» **PROVIDED INFORMATION**
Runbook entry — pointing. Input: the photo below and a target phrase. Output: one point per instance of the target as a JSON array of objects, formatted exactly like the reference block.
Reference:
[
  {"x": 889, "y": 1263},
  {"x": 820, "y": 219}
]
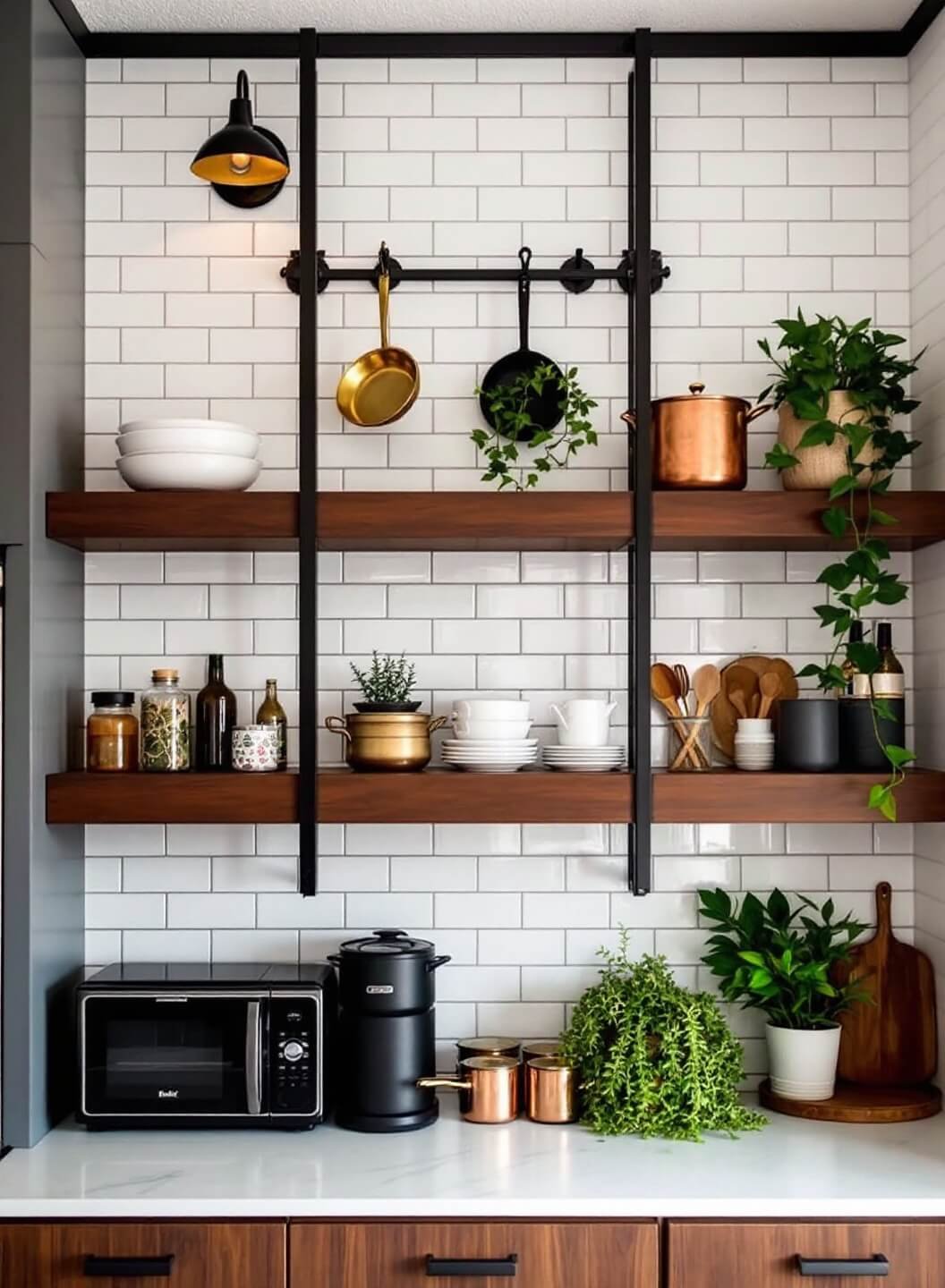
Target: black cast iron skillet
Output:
[{"x": 544, "y": 409}]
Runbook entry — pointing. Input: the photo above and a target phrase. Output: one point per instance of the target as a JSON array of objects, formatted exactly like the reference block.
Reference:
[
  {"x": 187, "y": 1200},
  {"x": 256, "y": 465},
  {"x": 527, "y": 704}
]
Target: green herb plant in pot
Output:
[
  {"x": 654, "y": 1057},
  {"x": 780, "y": 961},
  {"x": 837, "y": 389}
]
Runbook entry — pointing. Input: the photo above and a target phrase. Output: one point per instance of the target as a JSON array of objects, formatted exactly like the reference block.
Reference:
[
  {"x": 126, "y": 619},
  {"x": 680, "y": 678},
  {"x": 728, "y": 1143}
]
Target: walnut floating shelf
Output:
[
  {"x": 447, "y": 796},
  {"x": 467, "y": 521}
]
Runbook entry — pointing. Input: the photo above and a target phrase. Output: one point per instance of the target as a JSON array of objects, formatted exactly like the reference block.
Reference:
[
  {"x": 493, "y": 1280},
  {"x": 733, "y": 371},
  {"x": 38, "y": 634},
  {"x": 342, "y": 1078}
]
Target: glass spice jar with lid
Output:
[
  {"x": 166, "y": 724},
  {"x": 111, "y": 733}
]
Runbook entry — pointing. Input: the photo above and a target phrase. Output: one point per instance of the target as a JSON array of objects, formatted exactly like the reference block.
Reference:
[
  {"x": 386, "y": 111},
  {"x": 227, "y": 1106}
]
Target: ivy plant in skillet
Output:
[
  {"x": 518, "y": 445},
  {"x": 654, "y": 1057},
  {"x": 839, "y": 388}
]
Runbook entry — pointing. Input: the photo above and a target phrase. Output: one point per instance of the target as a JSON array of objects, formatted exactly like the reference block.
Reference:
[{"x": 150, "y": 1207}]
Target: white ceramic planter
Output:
[{"x": 804, "y": 1062}]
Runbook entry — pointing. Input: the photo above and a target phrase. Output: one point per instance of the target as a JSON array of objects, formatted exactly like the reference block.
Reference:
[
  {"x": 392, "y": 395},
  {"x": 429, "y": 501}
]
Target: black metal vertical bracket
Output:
[
  {"x": 309, "y": 465},
  {"x": 640, "y": 869}
]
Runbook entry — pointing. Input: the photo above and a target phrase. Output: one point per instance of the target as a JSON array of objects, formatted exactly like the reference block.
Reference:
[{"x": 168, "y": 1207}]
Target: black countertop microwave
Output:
[{"x": 198, "y": 1045}]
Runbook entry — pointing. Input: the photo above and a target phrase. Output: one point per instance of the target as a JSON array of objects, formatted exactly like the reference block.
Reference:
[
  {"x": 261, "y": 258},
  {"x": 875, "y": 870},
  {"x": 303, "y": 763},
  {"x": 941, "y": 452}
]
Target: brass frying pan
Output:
[{"x": 382, "y": 386}]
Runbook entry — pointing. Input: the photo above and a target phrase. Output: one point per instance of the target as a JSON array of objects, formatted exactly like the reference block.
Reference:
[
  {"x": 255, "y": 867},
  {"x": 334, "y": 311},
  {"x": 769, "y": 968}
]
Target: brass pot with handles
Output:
[
  {"x": 386, "y": 741},
  {"x": 700, "y": 441}
]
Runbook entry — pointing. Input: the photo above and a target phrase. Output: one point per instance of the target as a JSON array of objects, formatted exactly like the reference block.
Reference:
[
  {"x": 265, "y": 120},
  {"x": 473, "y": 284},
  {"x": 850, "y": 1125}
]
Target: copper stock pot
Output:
[{"x": 699, "y": 441}]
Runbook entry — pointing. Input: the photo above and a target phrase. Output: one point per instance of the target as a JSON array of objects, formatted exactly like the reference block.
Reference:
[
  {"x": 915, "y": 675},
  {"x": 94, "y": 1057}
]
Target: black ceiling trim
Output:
[
  {"x": 921, "y": 21},
  {"x": 550, "y": 44},
  {"x": 73, "y": 22}
]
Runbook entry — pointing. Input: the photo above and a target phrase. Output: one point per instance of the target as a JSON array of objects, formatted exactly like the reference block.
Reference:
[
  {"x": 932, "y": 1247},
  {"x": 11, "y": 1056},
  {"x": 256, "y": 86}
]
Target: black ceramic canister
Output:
[
  {"x": 807, "y": 735},
  {"x": 860, "y": 749}
]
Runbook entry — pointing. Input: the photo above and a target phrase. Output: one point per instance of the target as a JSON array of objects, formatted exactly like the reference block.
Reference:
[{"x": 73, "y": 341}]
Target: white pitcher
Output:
[{"x": 584, "y": 722}]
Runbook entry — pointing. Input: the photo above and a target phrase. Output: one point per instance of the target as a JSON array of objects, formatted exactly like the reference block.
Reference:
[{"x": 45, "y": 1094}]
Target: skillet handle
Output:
[
  {"x": 524, "y": 298},
  {"x": 385, "y": 301}
]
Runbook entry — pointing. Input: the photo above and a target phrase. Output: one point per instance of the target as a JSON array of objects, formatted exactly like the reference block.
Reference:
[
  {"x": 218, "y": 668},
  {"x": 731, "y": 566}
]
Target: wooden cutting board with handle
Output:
[{"x": 892, "y": 1042}]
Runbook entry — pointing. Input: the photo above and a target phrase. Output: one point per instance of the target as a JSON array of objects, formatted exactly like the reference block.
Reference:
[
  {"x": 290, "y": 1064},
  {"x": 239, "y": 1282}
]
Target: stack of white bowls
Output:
[
  {"x": 490, "y": 737},
  {"x": 183, "y": 453},
  {"x": 754, "y": 745}
]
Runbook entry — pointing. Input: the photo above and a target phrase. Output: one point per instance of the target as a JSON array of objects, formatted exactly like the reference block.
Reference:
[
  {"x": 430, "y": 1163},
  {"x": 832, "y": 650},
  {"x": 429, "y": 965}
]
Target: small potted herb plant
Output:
[
  {"x": 652, "y": 1057},
  {"x": 386, "y": 684},
  {"x": 763, "y": 959}
]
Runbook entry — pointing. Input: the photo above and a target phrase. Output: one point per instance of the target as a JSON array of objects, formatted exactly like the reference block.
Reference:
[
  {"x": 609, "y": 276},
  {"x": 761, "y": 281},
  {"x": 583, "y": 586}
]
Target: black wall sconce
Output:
[{"x": 244, "y": 163}]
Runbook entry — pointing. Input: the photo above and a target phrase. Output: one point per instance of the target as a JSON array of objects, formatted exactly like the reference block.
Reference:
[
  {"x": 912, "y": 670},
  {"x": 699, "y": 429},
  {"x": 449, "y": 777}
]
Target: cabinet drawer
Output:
[
  {"x": 135, "y": 1256},
  {"x": 548, "y": 1255},
  {"x": 702, "y": 1255}
]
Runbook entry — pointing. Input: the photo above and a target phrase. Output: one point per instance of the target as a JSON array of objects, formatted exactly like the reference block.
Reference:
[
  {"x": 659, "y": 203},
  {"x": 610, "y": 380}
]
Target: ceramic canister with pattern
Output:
[{"x": 255, "y": 749}]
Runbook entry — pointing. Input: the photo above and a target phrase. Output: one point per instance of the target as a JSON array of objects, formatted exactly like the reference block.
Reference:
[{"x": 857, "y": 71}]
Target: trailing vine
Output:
[{"x": 822, "y": 357}]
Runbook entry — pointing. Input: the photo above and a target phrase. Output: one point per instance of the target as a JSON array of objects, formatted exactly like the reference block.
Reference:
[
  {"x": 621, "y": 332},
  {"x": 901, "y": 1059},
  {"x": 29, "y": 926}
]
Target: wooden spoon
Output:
[
  {"x": 705, "y": 684},
  {"x": 682, "y": 678},
  {"x": 737, "y": 699},
  {"x": 664, "y": 687},
  {"x": 770, "y": 687}
]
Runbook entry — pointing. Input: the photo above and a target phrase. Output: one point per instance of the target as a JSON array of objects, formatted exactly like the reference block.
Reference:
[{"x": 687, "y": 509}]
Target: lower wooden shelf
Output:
[
  {"x": 733, "y": 796},
  {"x": 447, "y": 796}
]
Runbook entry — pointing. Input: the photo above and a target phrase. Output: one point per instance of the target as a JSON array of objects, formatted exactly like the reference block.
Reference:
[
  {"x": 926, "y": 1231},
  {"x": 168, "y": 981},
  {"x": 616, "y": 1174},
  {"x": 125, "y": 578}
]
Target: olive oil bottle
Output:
[
  {"x": 216, "y": 719},
  {"x": 271, "y": 713},
  {"x": 889, "y": 681}
]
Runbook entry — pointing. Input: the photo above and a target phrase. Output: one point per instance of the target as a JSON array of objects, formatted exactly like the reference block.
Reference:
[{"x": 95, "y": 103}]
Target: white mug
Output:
[{"x": 583, "y": 722}]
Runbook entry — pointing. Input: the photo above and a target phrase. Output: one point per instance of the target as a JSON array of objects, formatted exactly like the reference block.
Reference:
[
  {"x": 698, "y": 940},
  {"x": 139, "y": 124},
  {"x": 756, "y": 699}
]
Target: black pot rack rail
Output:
[{"x": 576, "y": 275}]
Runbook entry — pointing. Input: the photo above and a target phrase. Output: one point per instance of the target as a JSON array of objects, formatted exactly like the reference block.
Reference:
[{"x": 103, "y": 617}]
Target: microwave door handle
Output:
[{"x": 254, "y": 1051}]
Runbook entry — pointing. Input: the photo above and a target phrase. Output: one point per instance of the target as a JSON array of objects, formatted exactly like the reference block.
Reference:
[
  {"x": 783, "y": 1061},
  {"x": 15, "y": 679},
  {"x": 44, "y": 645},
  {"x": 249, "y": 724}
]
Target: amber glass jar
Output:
[{"x": 111, "y": 733}]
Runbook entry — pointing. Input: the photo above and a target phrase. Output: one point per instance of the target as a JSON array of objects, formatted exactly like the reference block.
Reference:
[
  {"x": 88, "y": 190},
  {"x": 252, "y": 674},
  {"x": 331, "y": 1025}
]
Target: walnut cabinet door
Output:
[{"x": 474, "y": 1255}]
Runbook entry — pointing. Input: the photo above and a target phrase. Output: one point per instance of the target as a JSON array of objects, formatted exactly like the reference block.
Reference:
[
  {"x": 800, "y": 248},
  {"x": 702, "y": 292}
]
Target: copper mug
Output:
[
  {"x": 488, "y": 1088},
  {"x": 700, "y": 441},
  {"x": 550, "y": 1094}
]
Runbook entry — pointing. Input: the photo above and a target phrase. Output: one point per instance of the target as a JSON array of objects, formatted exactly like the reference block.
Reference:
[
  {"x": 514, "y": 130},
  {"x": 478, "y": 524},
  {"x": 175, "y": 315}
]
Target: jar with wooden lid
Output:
[
  {"x": 111, "y": 733},
  {"x": 166, "y": 724}
]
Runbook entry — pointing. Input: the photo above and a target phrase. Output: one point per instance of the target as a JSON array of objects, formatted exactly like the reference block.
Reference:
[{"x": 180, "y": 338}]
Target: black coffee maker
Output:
[{"x": 387, "y": 1041}]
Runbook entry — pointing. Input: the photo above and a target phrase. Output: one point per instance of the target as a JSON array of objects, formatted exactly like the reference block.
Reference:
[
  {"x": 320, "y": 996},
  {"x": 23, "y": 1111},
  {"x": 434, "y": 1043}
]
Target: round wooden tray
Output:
[{"x": 855, "y": 1104}]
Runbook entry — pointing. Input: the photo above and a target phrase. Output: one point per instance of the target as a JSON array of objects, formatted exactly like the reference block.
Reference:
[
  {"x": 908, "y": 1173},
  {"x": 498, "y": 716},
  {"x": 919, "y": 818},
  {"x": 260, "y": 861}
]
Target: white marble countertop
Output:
[{"x": 458, "y": 1170}]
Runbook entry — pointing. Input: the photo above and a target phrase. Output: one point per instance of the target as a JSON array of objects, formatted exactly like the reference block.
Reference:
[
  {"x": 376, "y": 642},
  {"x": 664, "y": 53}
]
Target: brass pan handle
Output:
[
  {"x": 338, "y": 726},
  {"x": 755, "y": 411},
  {"x": 445, "y": 1083}
]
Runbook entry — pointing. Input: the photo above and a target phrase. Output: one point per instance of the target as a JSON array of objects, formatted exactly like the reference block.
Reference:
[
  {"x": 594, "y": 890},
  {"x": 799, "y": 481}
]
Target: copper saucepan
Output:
[
  {"x": 700, "y": 441},
  {"x": 488, "y": 1088},
  {"x": 382, "y": 386}
]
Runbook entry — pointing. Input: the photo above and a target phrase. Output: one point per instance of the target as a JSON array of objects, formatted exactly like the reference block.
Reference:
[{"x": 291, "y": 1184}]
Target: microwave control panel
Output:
[{"x": 294, "y": 1054}]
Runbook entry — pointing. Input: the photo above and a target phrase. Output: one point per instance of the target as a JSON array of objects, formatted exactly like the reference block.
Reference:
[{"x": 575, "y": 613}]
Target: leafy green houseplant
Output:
[
  {"x": 780, "y": 960},
  {"x": 386, "y": 684},
  {"x": 846, "y": 384},
  {"x": 546, "y": 448},
  {"x": 652, "y": 1057}
]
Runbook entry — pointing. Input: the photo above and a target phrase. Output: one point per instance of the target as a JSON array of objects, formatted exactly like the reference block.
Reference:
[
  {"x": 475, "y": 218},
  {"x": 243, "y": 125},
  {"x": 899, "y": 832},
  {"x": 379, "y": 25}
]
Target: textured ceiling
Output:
[{"x": 494, "y": 14}]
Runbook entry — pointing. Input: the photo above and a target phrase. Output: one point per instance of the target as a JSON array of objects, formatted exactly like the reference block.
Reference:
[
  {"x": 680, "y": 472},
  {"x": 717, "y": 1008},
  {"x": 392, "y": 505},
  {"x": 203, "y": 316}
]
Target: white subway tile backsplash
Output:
[{"x": 758, "y": 211}]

» **DIRECTIONS FOR THIS TASK**
Return every line of the records above that contains the string "ceiling", matching case exactly.

» **TASK ANSWER**
Target: black ceiling trim
Target: textured ceiling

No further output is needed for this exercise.